A block of data
======

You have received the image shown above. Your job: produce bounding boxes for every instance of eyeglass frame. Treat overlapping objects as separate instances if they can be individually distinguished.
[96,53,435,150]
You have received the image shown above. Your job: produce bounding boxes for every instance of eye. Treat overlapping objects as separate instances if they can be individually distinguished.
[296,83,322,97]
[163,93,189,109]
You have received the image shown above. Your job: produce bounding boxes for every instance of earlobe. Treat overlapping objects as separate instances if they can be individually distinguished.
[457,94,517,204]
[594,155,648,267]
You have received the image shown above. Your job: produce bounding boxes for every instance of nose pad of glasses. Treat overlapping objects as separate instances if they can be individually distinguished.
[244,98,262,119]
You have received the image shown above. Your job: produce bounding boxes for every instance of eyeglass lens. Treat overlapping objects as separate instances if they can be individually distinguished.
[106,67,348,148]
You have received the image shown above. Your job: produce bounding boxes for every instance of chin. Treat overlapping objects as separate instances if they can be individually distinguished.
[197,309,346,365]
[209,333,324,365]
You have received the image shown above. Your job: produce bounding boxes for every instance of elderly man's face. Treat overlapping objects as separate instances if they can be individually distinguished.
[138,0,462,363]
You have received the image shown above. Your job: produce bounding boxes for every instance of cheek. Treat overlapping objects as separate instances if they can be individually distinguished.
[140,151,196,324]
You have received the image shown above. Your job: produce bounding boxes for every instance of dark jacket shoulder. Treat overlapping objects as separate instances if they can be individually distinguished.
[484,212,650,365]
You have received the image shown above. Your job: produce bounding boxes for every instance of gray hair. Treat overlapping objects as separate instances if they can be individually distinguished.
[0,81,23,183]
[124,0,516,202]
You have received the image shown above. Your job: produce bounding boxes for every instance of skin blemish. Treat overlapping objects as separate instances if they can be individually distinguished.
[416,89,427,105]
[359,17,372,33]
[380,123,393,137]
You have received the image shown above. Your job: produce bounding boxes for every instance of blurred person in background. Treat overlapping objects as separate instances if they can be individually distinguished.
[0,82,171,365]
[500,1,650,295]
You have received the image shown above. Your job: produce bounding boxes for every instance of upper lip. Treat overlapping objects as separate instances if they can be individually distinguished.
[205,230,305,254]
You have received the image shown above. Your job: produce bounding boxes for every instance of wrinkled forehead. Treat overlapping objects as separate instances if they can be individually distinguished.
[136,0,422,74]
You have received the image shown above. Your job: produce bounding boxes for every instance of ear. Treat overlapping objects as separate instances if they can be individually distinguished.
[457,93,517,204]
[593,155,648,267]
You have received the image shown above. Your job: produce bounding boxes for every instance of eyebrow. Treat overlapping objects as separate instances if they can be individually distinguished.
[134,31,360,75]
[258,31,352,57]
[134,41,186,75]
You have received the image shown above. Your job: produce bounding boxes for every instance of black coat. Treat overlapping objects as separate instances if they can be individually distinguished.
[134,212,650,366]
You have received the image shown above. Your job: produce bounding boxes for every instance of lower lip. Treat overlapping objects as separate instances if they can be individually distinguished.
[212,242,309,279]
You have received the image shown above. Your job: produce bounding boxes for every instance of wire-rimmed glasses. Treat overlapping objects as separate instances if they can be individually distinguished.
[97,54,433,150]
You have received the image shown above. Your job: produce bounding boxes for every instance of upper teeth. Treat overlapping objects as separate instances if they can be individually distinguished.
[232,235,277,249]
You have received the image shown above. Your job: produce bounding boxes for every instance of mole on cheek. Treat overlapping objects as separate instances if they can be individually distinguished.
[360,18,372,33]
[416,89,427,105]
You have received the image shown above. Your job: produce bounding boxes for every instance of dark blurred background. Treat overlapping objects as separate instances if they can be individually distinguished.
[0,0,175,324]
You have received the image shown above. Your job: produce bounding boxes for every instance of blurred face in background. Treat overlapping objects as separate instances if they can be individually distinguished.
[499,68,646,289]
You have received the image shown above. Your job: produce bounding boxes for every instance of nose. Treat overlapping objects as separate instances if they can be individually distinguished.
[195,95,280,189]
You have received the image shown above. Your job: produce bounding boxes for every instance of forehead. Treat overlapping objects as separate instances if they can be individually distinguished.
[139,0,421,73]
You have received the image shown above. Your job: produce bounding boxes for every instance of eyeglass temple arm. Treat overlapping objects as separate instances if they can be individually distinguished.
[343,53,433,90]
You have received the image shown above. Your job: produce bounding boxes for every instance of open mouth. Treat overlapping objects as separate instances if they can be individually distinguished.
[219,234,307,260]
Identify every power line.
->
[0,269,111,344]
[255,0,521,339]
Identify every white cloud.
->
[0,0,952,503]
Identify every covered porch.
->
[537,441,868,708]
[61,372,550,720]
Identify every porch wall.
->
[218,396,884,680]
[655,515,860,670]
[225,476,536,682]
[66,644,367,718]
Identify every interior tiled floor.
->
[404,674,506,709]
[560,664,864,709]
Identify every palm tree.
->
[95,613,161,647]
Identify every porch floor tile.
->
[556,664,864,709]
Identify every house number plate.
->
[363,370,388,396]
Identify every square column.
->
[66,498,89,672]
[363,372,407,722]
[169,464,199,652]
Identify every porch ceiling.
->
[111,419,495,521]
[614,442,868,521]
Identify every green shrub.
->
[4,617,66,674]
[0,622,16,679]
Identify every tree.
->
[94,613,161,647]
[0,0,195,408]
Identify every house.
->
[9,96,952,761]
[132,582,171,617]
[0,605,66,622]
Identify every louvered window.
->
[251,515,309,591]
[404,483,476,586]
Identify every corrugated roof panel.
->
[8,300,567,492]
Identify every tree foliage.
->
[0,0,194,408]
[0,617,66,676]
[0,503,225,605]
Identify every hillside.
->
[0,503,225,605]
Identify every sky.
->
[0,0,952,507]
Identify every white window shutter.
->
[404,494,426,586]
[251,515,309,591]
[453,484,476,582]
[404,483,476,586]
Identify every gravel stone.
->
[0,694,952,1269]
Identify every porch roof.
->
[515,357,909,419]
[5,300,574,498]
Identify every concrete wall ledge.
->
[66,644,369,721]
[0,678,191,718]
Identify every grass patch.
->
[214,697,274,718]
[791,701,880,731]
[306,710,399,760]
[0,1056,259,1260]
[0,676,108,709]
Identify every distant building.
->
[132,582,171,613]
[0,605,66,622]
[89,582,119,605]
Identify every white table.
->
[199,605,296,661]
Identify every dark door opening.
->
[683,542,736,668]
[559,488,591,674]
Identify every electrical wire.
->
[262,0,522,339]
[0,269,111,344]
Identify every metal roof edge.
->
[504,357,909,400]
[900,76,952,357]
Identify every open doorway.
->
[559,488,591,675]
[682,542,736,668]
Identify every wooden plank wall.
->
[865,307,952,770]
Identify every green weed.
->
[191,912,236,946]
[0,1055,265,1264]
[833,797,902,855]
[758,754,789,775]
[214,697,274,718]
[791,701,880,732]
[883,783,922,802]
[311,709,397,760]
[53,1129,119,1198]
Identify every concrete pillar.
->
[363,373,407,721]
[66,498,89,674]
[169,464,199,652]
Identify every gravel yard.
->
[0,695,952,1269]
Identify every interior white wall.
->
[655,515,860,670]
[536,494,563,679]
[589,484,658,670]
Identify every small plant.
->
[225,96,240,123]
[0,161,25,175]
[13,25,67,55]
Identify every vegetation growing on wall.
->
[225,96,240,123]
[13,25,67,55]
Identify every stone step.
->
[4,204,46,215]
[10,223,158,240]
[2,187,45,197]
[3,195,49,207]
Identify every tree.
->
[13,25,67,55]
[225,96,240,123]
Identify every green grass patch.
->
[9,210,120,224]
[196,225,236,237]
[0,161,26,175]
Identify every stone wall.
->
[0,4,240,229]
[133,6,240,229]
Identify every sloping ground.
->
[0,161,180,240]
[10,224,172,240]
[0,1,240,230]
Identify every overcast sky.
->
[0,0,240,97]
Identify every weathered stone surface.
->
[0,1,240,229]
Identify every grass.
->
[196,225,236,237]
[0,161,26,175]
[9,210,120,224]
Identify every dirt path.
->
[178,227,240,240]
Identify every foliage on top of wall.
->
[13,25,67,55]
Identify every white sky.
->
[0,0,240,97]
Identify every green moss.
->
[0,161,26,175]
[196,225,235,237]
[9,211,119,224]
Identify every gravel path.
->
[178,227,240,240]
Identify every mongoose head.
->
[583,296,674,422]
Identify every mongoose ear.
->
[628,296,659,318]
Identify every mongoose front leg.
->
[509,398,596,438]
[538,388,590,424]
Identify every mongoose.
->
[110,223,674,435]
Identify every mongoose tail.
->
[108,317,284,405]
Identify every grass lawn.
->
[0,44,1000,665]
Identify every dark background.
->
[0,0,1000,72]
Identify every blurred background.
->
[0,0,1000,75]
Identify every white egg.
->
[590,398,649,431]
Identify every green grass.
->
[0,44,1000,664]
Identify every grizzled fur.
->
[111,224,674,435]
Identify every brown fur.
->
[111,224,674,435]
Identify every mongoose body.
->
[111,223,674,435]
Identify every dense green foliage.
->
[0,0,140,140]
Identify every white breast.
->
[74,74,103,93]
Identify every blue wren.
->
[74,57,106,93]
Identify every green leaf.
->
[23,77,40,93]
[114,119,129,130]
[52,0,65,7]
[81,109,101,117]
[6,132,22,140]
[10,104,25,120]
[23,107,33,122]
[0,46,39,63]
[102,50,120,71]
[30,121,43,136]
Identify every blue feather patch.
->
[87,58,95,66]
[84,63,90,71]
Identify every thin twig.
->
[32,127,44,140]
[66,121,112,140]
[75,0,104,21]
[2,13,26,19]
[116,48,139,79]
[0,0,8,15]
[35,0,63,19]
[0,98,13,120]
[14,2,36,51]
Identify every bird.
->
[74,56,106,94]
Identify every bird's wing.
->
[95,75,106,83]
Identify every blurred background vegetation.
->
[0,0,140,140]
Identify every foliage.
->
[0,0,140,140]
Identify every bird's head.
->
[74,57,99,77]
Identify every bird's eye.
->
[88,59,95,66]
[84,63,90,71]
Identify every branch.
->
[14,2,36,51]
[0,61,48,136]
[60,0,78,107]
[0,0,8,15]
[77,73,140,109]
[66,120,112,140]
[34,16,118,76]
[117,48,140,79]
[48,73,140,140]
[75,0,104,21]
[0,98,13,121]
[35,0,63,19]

======

### Stated problem
Quote the records verbatim, starting at the line that contains "of nose pad" and continuing through the line that contains "[484,212,650,365]". Include both of those lines and nothing outside that stretch.

### Correct output
You have received the image shown above. Your job: produce bounding boxes for every instance of nose pad of glasses. Treat overlapping objects as separate instances if they can be individually distinguished.
[244,98,262,119]
You have received the image shown above. Your job: produce bounding boxes for every instance of eyeglass lens. Treat overlapping objects as separate instances if they can be individually distinguished.
[106,67,348,148]
You have received the image shown above. Your job: produce bounding boxes for every instance of chin. Treat overlapping objects as separate instances if they can be individually distinguished.
[197,309,346,365]
[209,333,324,365]
You have received the image shown above. Your job: produce bounding boxes for every instance of elderly man's face. Treat overlapping objects as separate instances if they can be individually distinguished.
[138,0,462,363]
You have received the image shown above. Your job: produce bounding boxes for every instance of cheek. Treat overlapping objects as separate instances if they can be individually distinguished.
[140,151,196,324]
You have received the image shown above. Your job: produce bounding boxes for every instance of dark jacket shoulder. Treat overlapping objects as separate instances if they can be individually distinguished.
[484,212,650,365]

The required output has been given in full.